[DIRECTIONS FOR THIS TASK]: Could you turn all of the material below into a numbered list, one line per item, leaving out any blank lines and the pictures?

[RECORDS FOR THE EXERCISE]:
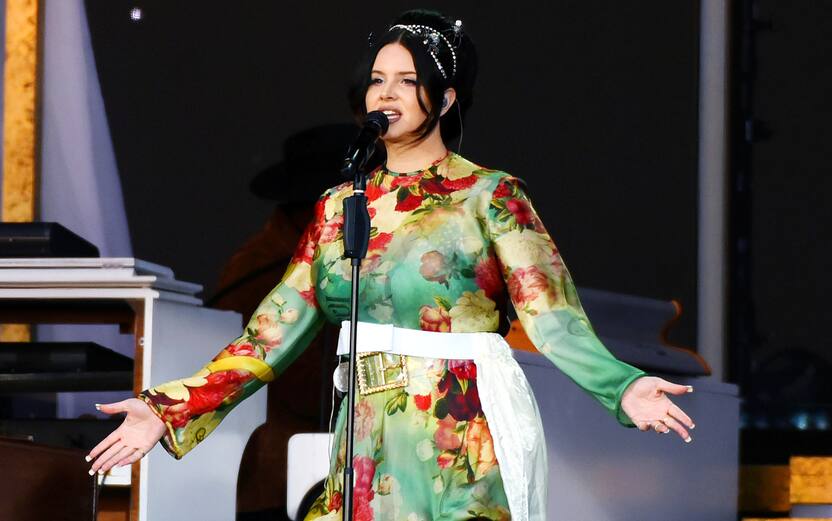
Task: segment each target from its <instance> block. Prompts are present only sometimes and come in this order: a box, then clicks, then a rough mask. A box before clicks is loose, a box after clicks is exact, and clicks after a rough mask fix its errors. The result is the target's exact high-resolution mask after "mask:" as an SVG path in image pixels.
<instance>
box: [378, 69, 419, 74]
mask: <svg viewBox="0 0 832 521" xmlns="http://www.w3.org/2000/svg"><path fill="white" fill-rule="evenodd" d="M370 73H371V74H381V75H382V76H384V75H385V74H384V73H383V72H381V71H378V70H375V69H373V70H372V71H370ZM396 74H398V75H399V76H404V75H405V74H416V71H399V72H397V73H396Z"/></svg>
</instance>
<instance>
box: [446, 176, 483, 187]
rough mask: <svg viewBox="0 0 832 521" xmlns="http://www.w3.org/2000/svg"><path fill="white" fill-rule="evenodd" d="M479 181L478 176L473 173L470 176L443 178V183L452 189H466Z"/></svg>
mask: <svg viewBox="0 0 832 521" xmlns="http://www.w3.org/2000/svg"><path fill="white" fill-rule="evenodd" d="M476 182H477V176H475V175H474V174H471V175H469V176H465V177H462V178H460V179H453V180H451V179H447V178H445V179H443V180H442V185H443V186H445V187H446V188H450V189H451V190H465V189H466V188H471V187H472V186H474V183H476Z"/></svg>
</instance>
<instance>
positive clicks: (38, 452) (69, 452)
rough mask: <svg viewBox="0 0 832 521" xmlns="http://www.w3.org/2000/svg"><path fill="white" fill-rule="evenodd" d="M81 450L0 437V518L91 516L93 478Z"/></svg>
mask: <svg viewBox="0 0 832 521" xmlns="http://www.w3.org/2000/svg"><path fill="white" fill-rule="evenodd" d="M84 455H85V453H84V451H82V450H76V449H61V448H55V447H47V446H43V445H38V444H35V443H28V442H20V441H13V440H4V439H0V490H2V491H3V493H2V494H0V519H3V520H14V521H42V520H44V519H49V520H50V521H78V520H84V519H91V518H92V509H93V494H94V489H93V478H92V477H90V476H89V475H88V474H87V467H88V464H87V462H86V461H84Z"/></svg>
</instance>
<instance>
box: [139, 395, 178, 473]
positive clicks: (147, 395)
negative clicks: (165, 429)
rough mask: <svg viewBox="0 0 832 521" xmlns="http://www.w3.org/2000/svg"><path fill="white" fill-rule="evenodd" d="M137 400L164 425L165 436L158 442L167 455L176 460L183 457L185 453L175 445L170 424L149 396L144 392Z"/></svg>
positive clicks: (174, 442) (158, 406)
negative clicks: (161, 421) (142, 401)
mask: <svg viewBox="0 0 832 521" xmlns="http://www.w3.org/2000/svg"><path fill="white" fill-rule="evenodd" d="M138 398H139V400H142V401H144V403H146V404H147V406H148V407H150V410H151V411H153V414H155V415H156V416H157V417H158V418H159V419H160V420H162V421H163V422H164V423H165V427H166V431H165V435H164V436H162V439H161V440H159V441H160V442H161V443H162V447H164V448H165V450H166V451H167V453H168V454H170V455H171V456H173V457H174V458H176V459H182V457H183V456H185V452H184V451H183V450H182V449H181V448H180V447H179V445H178V444H177V443H176V432H175V430H174V428H173V425H171V424H170V422H169V421H167V420H166V419H165V416H164V415H163V414H162V411H161V410H160V409H159V406H158V405H156V403H155V402H154V401H153V399H152V398H150V396H148V395H147V394H146V391H142V392H141V393H139V395H138Z"/></svg>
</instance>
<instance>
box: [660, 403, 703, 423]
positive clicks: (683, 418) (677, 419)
mask: <svg viewBox="0 0 832 521" xmlns="http://www.w3.org/2000/svg"><path fill="white" fill-rule="evenodd" d="M667 414H668V415H670V416H671V417H673V418H675V419H676V420H677V421H679V422H681V423H682V424H683V425H685V426H687V428H689V429H693V428H694V427H696V425H694V423H693V420H691V419H690V416H688V415H687V414H685V411H683V410H682V409H680V408H679V406H678V405H676V404H675V403H673V404H671V405H670V408H669V409H668V410H667Z"/></svg>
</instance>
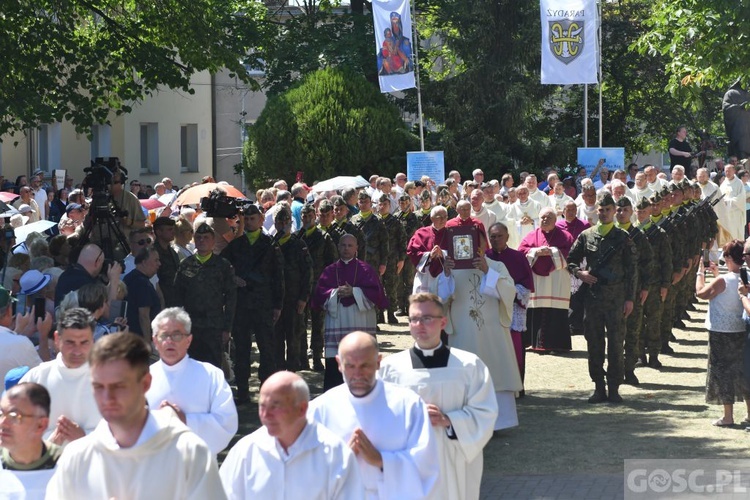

[YOUR RESPONSE]:
1. Task: segment each target from its <instance> block. Prompts are present only sometimes and come in this order: a box, then clicks, then a rough mask. A box before clicks is loose, a box after clicks is exact, and clicks after a rough mask fix its errors. The result is the target's exact high-resolution mask after "mask:" as an SVG path in image pixels.
2. <instance>
3. box: [378, 69, 419, 74]
4. mask: <svg viewBox="0 0 832 521" xmlns="http://www.w3.org/2000/svg"><path fill="white" fill-rule="evenodd" d="M370 73H371V74H381V75H382V76H384V75H385V74H384V73H383V72H381V71H378V70H375V69H373V70H372V71H370ZM396 74H398V75H399V76H404V75H405V74H416V71H399V72H397V73H396Z"/></svg>
5. </instance>
6. <instance>
7. box: [446, 176, 483, 187]
8. rough mask: <svg viewBox="0 0 832 521" xmlns="http://www.w3.org/2000/svg"><path fill="white" fill-rule="evenodd" d="M479 181L478 176L473 173L470 176L443 178V183L452 189H466Z"/></svg>
9. mask: <svg viewBox="0 0 832 521" xmlns="http://www.w3.org/2000/svg"><path fill="white" fill-rule="evenodd" d="M476 182H477V176H475V175H474V174H471V175H469V176H465V177H462V178H460V179H453V180H451V179H447V178H445V179H443V180H442V185H443V186H445V187H446V188H450V189H451V190H465V189H466V188H471V187H472V186H474V183H476Z"/></svg>
10. </instance>
11. <instance>
12. positive clicks: (38, 452) (69, 452)
13. rough mask: <svg viewBox="0 0 832 521" xmlns="http://www.w3.org/2000/svg"><path fill="white" fill-rule="evenodd" d="M81 450L0 437V518L91 516L93 478Z"/></svg>
14. mask: <svg viewBox="0 0 832 521" xmlns="http://www.w3.org/2000/svg"><path fill="white" fill-rule="evenodd" d="M84 455H85V453H84V451H82V450H76V449H61V448H55V447H47V446H43V445H38V444H35V443H28V442H20V441H13V440H4V439H0V490H2V491H3V493H2V494H0V519H3V520H14V521H42V520H44V519H49V520H50V521H78V520H84V519H91V518H92V509H93V494H94V489H93V478H92V477H90V476H89V475H88V474H87V467H88V464H87V462H86V461H84Z"/></svg>
15. </instance>
16. <instance>
17. box: [139, 395, 178, 473]
18. positive clicks: (147, 395)
19. negative clicks: (165, 429)
20. rough mask: <svg viewBox="0 0 832 521" xmlns="http://www.w3.org/2000/svg"><path fill="white" fill-rule="evenodd" d="M137 400L164 425L165 436L158 442L167 455L176 460L183 457L185 453L175 445L170 424L149 396L144 392Z"/></svg>
21. positive clicks: (174, 442) (158, 406)
22. negative clicks: (161, 421) (142, 401)
23. mask: <svg viewBox="0 0 832 521" xmlns="http://www.w3.org/2000/svg"><path fill="white" fill-rule="evenodd" d="M138 398H139V400H142V401H144V403H146V404H147V406H148V407H150V410H151V411H153V414H155V415H156V416H157V417H158V418H159V419H160V420H162V421H163V422H164V423H165V427H166V431H165V435H164V436H162V439H161V440H159V441H160V442H161V443H162V447H164V448H165V450H166V451H167V453H168V454H170V455H171V456H173V457H174V458H176V459H182V457H183V456H185V452H184V451H183V450H182V449H181V448H180V447H179V445H178V444H177V443H176V432H175V430H174V428H173V425H171V424H170V422H169V421H167V420H166V419H165V416H164V415H163V414H162V411H161V410H160V409H159V406H158V405H156V403H155V402H154V401H153V399H152V398H150V396H148V395H147V394H146V391H142V392H141V393H139V395H138Z"/></svg>
24. </instance>
25. <instance>
26. box: [660, 403, 703, 423]
27. positive clicks: (683, 418) (677, 419)
28. mask: <svg viewBox="0 0 832 521" xmlns="http://www.w3.org/2000/svg"><path fill="white" fill-rule="evenodd" d="M667 414H668V415H670V416H671V417H673V418H675V419H676V420H677V421H679V422H681V423H682V424H683V425H685V426H687V428H689V429H693V428H694V427H696V425H694V423H693V420H691V419H690V416H688V415H687V414H685V411H683V410H682V409H680V408H679V406H678V405H676V404H675V403H673V404H671V405H670V408H669V409H668V410H667Z"/></svg>
29. </instance>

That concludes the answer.